DIRECTIONS:
1/ Retype the passage of the essay on Nazi movies starting at "Hey, I’m nominally" and ending at "have some ideas.".
2/ In the essay on Nazi movies, why does A.O. Scott consider "remembering" the Holocaust the same way over and over to be a way of forgetting? Answer in one to three sentences.
3/ Carry on the essay on Nazi movies after its final sentence.

TEXT PASSAGE:

- - - - -

Nazis, Nazis, Nazis. Boy, do we Americans ever love Nazis! Okay, maybe we don’t love them love them, but we sure love watching them in the movies. And we love rewarding them. Play a Nazi, shoot a Nazi, be shot by a Nazi. Oscars for you, my friends! Oscars all around!
This year might be the year of the Nazis. We Americans are sick of morally ambiguous wars and complicated world problems like “global warming” and “the economy.” Give us a good black and white morality tale set in 1940s Germany! The main character can be a lovable child, a sexy but illiterate concentration camp guard, or even Tom Cruise in an eyepatch. I don’t care, as long as there’s Nazis!
But the reviewing establishment is getting a little sick of the Holocaust, and I can understand why. A.O. Scott says recent movies of this sort are just rehashing clichés: emaciated, bald women in showers; evil tow-headed men speaking in clipped German tones as they toss another naked child onto the pile; a single echoing gunshot as the main character meets his doom. “Remembering” the Holocaust the same way over and over and over, according to Scott, is just another way of forgetting, of replacing historical memory with recycled Hollywood visuals and simplistic themes. Based on Manohla Dargis’s (rather hilarious) reviews of The Boy in the Striped Pajamas and The Reader, I think she agrees with him.
Hey, I’m nominally Jewish, and I happen to agree, too. Enough with the Nazis already! (But then, I was the girl in high school who read Night by Elie Wiesel and, dry-eyed, said, “So the moral is the Holocaust was bad?” I’ve hardly read every Holocaust movie or book ever written, but Maus is the only one that said something new to me, and I recommend it wholeheartedly if you’ve never read it before. Otherwise, I can take or leave the genre.)
So we’ll do away with Nazi movies. Fine. But what A.O. Scott’s article fails to answer is what we’ll replace them with. Lucky for you, I have some ideas.
I disagree slightly with A.O. Scott’s article. Nazi movies aren’t all alike. Producers of such films have different goals and want to express various themes. Yes, I happen to think the implicit moral of most Holocaust movies is “Dur, the Holocaust was bad!” but I’ll admit their makers probably had different ideas in mind.

- - - - -

RECORDS PROVIDED:
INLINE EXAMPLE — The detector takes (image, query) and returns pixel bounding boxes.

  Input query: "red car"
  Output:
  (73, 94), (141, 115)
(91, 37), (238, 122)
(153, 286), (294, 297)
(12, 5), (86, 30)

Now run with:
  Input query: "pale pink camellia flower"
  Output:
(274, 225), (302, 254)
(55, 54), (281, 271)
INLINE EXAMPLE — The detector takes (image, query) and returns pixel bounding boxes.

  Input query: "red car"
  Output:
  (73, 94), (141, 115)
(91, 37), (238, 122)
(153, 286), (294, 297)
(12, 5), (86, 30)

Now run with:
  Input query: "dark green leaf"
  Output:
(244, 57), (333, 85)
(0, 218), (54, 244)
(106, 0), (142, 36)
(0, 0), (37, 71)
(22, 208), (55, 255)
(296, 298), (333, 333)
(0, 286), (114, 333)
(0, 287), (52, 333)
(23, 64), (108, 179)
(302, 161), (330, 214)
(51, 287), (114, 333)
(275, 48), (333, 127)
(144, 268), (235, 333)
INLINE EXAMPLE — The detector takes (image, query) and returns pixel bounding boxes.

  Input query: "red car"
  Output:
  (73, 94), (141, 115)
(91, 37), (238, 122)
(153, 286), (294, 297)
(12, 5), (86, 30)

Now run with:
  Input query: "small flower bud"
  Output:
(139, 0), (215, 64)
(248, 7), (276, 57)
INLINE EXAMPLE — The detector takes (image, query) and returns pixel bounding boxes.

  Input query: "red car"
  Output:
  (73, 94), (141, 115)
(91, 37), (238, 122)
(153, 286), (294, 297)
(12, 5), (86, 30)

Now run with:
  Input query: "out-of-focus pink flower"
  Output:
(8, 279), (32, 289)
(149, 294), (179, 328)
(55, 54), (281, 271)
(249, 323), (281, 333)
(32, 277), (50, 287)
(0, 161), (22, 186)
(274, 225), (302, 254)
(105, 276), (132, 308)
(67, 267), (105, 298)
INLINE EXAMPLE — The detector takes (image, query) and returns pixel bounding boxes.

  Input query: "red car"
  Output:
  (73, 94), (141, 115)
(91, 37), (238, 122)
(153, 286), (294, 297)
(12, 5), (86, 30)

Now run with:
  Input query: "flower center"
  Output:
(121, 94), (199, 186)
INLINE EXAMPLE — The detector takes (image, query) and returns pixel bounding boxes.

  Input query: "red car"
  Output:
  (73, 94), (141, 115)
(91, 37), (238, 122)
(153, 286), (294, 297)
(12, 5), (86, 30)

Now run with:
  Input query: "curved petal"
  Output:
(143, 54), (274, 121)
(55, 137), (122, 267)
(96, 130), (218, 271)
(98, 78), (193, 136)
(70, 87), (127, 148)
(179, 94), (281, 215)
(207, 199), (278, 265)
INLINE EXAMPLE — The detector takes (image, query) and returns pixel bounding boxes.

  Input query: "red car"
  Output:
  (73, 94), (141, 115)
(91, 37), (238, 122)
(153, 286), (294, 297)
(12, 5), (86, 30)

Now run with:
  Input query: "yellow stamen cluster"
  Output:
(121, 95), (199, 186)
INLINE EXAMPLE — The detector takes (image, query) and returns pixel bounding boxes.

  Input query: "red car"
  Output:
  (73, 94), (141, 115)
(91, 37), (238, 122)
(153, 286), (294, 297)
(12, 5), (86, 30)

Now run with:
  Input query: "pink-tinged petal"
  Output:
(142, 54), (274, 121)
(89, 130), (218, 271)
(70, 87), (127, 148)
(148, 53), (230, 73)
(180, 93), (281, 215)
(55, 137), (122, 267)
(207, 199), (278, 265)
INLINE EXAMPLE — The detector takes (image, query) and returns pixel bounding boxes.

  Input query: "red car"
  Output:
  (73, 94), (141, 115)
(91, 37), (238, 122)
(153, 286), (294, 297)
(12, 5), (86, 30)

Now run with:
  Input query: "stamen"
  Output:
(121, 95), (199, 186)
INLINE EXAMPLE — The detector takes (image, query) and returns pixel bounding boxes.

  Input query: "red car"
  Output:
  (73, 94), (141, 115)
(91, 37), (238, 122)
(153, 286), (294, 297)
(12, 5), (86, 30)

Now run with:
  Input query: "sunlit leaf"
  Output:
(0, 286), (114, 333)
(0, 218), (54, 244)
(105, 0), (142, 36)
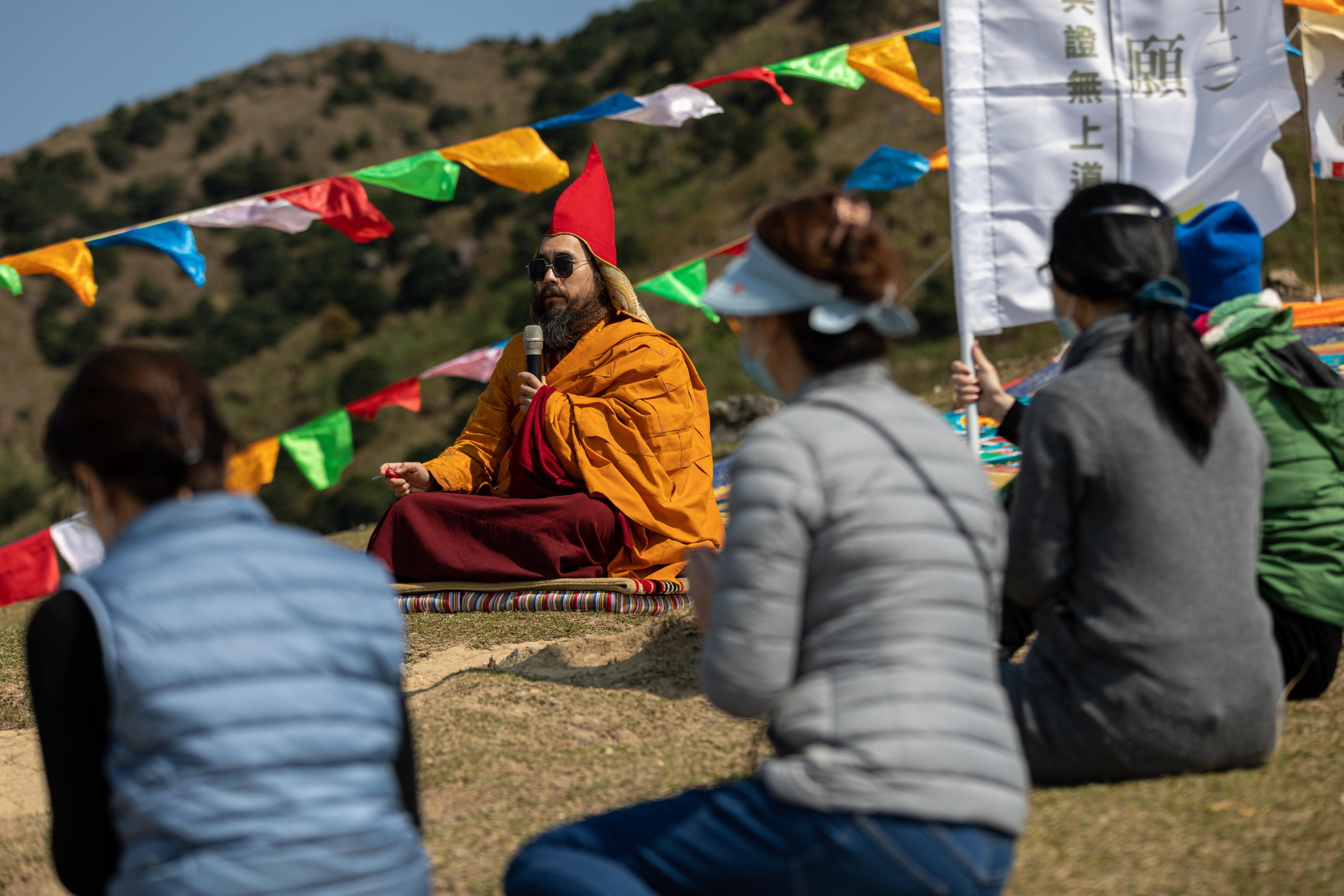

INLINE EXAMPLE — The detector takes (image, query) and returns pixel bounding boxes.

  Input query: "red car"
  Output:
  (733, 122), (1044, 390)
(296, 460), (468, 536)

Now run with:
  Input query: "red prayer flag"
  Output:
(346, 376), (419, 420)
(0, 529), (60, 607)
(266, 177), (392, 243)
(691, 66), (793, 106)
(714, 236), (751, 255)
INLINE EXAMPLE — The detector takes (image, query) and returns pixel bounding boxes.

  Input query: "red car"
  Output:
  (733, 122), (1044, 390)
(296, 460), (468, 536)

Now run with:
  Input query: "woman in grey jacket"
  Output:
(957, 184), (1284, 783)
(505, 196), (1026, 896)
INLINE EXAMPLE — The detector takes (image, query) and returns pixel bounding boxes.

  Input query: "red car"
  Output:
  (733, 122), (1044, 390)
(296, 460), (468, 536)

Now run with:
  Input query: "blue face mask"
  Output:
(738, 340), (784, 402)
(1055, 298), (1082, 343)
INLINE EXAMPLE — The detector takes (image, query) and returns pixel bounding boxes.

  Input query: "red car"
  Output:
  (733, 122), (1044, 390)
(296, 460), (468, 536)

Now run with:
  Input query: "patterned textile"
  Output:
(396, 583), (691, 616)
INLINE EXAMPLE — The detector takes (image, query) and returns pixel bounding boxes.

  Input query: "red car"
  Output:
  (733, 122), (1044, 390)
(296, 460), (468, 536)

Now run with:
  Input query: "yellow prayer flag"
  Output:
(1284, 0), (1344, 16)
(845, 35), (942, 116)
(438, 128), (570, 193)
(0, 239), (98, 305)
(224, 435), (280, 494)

- - - - -

THE RESPONSES:
1/
Hey, I’m nominally Jewish, and I happen to agree, too. Enough with the Nazis already! (But then, I was the girl in high school who read Night by Elie Wiesel and, dry-eyed, said, “So the moral is the Holocaust was bad?” I’ve hardly read every Holocaust movie or book ever written, but Maus is the only one that said something new to me, and I recommend it wholeheartedly if you’ve never read it before. Otherwise, I can take or leave the genre.)
So we’ll do away with Nazi movies. Fine. But what A.O. Scott’s article fails to answer is what we’ll replace them with. Lucky for you, I have some ideas.

2/ Repeating the same portrayal replaces historical memory with recycled Hollywood visuals and simplistic themes.

3/
Anyway, if we want to replace Nazi movies, we need to figure out why they were made and what other kinds of movies can fill each niche. Below, I’ll list sub-genres by theme, point out some examples, explain why we enjoy that kind of film and why we maybe shouldn’t, and try to figure out what other movies can fill the gap when after Hollywood makes the Fuhrer go kaput.
Thematic sub-genre: Surviving through hard times
Examples: The Pianist, The Counterfeiters
Why we like ‘em: I guess for the same reason we like post-apocalyptic movies. It’s nice to see good people survive horrible things. Maybe it’s comforting to think we would, too. I remember reading The Diary of Anne Frank and Numbering the Stars in elementary school (my hometown is very Jewish) and thinking, you’d survive that. Yeah, suuuuure you would, ten-year-old Shana. Sure you would.
Why maybe we shouldn’t like ‘em: Of course, there’s always the accidental moral that those who didn’t survive the Holocaust just weren’t awesome enough…
Replace ‘em with: Movies about the zombie-apocalypse. Movies set after the real apocalypse. Movies about living in the wild with bears. Movies where aliens hunt people for sport. Alive.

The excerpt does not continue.